- **WHAT IS BEING ASKED**: Render every line of the records below as a JSON array of strings, one string per line, skipping blank lines. Omit the pictures.

- **SOURCE DATA**:
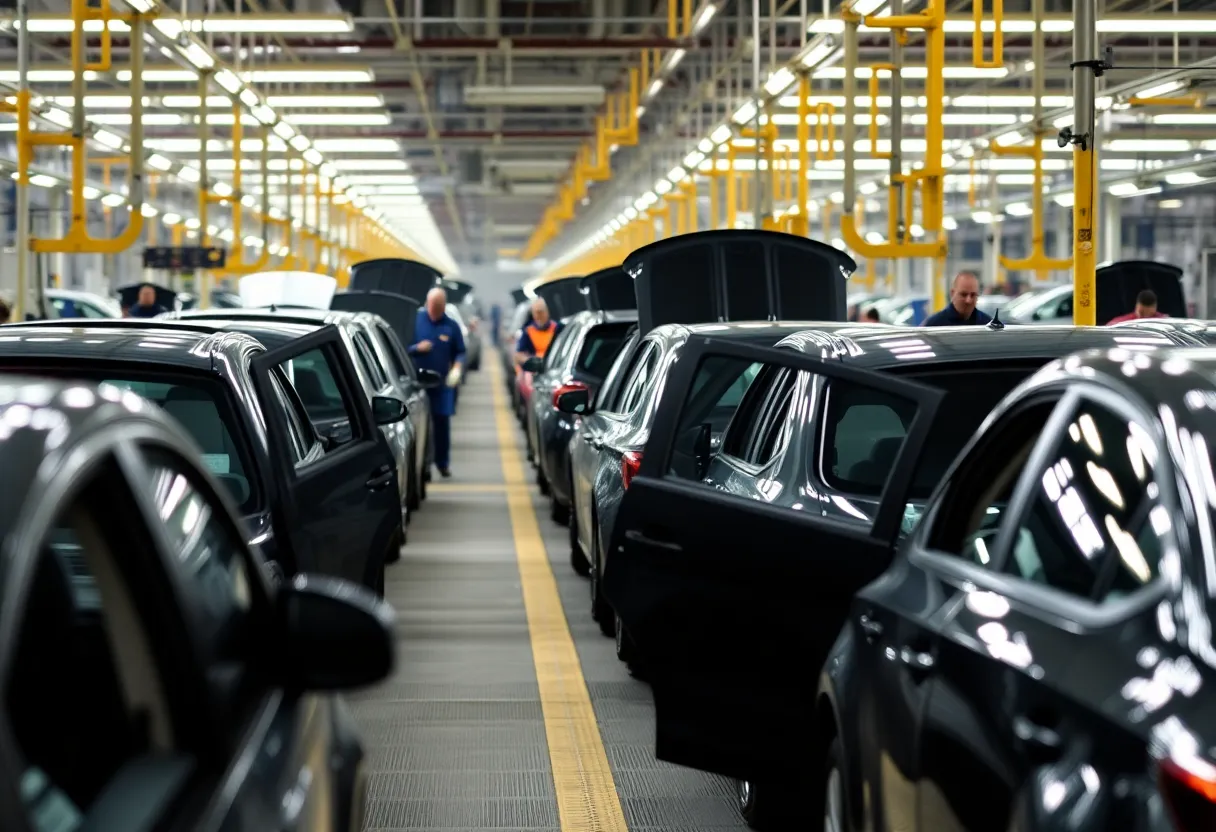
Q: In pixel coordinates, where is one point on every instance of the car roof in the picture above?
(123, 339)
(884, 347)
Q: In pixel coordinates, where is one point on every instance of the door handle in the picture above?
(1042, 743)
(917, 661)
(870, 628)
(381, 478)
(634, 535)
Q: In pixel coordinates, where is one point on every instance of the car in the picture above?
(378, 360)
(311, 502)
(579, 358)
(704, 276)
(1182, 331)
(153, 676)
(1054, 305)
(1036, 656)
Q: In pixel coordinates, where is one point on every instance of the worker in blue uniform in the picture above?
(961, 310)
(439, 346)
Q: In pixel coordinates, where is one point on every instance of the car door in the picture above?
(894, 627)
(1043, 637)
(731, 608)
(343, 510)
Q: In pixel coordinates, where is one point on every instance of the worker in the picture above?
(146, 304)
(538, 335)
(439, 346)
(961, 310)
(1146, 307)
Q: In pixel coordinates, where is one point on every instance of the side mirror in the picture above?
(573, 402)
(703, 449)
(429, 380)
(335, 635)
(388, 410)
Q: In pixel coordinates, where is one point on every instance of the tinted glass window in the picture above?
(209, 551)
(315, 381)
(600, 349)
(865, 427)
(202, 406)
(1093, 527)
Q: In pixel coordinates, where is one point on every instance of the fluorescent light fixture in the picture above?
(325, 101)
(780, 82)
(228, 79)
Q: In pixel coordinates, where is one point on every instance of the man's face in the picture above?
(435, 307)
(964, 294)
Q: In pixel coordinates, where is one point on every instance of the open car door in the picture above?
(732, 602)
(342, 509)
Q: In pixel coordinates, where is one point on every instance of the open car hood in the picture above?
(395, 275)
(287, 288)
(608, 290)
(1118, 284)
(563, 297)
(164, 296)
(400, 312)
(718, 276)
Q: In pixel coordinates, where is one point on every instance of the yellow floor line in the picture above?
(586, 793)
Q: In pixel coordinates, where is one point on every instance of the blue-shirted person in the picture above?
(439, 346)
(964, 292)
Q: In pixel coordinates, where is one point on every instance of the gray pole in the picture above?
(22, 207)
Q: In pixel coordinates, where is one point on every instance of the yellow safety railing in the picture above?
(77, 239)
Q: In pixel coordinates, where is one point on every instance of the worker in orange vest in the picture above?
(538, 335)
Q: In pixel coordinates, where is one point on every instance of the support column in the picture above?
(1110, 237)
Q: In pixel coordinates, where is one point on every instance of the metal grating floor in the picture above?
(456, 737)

- **EXERCISE OUTPUT**:
[
  "Q: In pixel coordinates, where is one point on every instance of the car roof in the picture above?",
  "(123, 339)",
  "(884, 347)",
  "Q: In pixel coordinates, where is one point on every instance of the door handle in the picture above?",
  "(1042, 743)",
  "(917, 661)",
  "(870, 628)",
  "(381, 478)",
  "(634, 535)",
  "Q: In pixel coordinates, where is one point on every instance of the car in the picture above?",
  "(378, 360)",
  "(311, 502)",
  "(579, 358)",
  "(704, 276)",
  "(1182, 331)",
  "(153, 676)",
  "(1054, 305)",
  "(1036, 656)",
  "Q: In pixel coordinates, where is one point on every instance of the worker in blue uniform in the picture above?",
  "(961, 310)",
  "(439, 346)",
  "Q: In pixel coordinates, where is one point on every instance of the car door in the picture above?",
  "(894, 627)",
  "(1043, 637)",
  "(731, 608)",
  "(343, 510)",
  "Q: In pixel coordinates, where is one point on every instance of the worker in the picture above?",
  "(146, 304)",
  "(538, 335)",
  "(439, 346)",
  "(961, 310)",
  "(1146, 307)",
  "Q: In pixel coordinates, where is one point on every instance of the side mirror in the picture above?",
  "(573, 402)",
  "(703, 449)",
  "(429, 380)",
  "(335, 635)",
  "(388, 410)",
  "Q: In pixel coordinates, where is one point on every instance of the tinted glass window in the picture above?",
  "(209, 551)",
  "(315, 381)",
  "(600, 349)",
  "(865, 427)",
  "(202, 406)",
  "(1093, 527)",
  "Q: In pixel coordinates, where is one point on every instance of the fluorescent light fixture in the picture above?",
  "(325, 101)",
  "(780, 82)",
  "(228, 79)",
  "Q: In pixel coordinates, where is one point on every instance of the man's face in the picture above?",
  "(435, 307)",
  "(964, 294)",
  "Q: In pixel coordinates, where is one point on every instance of the open car door in the picture above?",
  "(732, 602)",
  "(342, 509)",
  "Q: In pixel coordinates, where is one point on every instance of the open car hood in the picture above?",
  "(395, 275)",
  "(287, 288)",
  "(608, 290)",
  "(1118, 284)",
  "(563, 297)",
  "(164, 296)",
  "(400, 312)",
  "(718, 276)",
  "Q: In pixel coordinates, where is one point on every instance of the yellow floor line in the picture above?",
  "(586, 793)",
  "Q: In pixel coordinates, where is one point on every instance of the blue-shirted person in the picture above?",
  "(439, 346)",
  "(964, 292)",
  "Q: In pixel coordinates, where is one point on every instance of the gray pole in the picture above?",
  "(22, 207)",
  "Q: In pixel coordinates, where is one point on every instance of the yellow safety railing in the picture above?",
  "(77, 239)",
  "Q: In pixel coordinates, where is one point on every instance of the worker in orange vest in the picture above?",
  "(538, 335)",
  "Q: In pixel coordinates, where is one point on every instance of the support column in the picture above?",
  "(1110, 237)",
  "Q: In pixel coordinates, where is one point on every instance of the metal grating floor in the picture above?",
  "(456, 737)"
]